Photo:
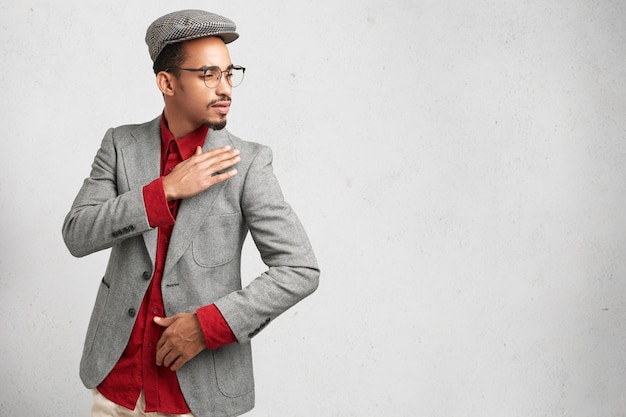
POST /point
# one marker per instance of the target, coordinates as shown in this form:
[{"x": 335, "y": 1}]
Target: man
[{"x": 174, "y": 199}]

Task directions → Please repeat the entries above exactly, leaving out any pictures.

Response to the task →
Photo:
POST /point
# one marker per instance of the target, coordinates as shown in this form:
[{"x": 335, "y": 1}]
Target: man
[{"x": 174, "y": 199}]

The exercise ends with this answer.